• WORK REQUIRED: Count the lines in the items below that contain the string "person". Reply with the number alone.

• DATASET ROWS:

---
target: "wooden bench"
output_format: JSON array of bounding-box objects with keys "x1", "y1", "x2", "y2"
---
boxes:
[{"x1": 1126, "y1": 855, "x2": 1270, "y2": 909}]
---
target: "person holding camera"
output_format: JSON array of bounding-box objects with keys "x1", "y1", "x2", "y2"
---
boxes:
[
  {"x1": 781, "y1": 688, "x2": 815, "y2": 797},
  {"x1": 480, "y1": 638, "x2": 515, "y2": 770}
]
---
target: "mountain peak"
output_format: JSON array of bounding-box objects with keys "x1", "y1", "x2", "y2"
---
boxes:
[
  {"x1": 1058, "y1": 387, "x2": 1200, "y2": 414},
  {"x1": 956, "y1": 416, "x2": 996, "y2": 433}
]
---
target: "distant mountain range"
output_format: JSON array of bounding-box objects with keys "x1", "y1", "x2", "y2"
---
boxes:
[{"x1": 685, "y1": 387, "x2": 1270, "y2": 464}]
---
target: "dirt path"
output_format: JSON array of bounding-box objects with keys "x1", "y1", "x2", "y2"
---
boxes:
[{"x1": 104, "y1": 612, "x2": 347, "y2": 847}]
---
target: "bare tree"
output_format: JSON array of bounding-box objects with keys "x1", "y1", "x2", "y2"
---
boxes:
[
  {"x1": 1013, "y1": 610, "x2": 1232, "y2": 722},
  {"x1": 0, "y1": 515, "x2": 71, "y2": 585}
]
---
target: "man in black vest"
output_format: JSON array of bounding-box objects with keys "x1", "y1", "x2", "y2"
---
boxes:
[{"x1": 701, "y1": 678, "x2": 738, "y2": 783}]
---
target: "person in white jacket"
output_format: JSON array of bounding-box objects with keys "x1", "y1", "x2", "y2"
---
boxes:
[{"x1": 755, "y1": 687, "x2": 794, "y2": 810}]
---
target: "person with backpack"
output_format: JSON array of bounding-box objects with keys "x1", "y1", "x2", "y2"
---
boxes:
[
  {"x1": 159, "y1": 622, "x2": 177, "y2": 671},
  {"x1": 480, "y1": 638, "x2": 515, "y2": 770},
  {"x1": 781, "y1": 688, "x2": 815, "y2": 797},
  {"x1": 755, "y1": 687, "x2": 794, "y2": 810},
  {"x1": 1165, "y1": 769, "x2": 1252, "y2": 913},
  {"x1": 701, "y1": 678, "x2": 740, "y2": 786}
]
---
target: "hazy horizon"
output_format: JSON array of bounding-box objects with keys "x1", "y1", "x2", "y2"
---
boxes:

• EXERCISE RESPONSE: 3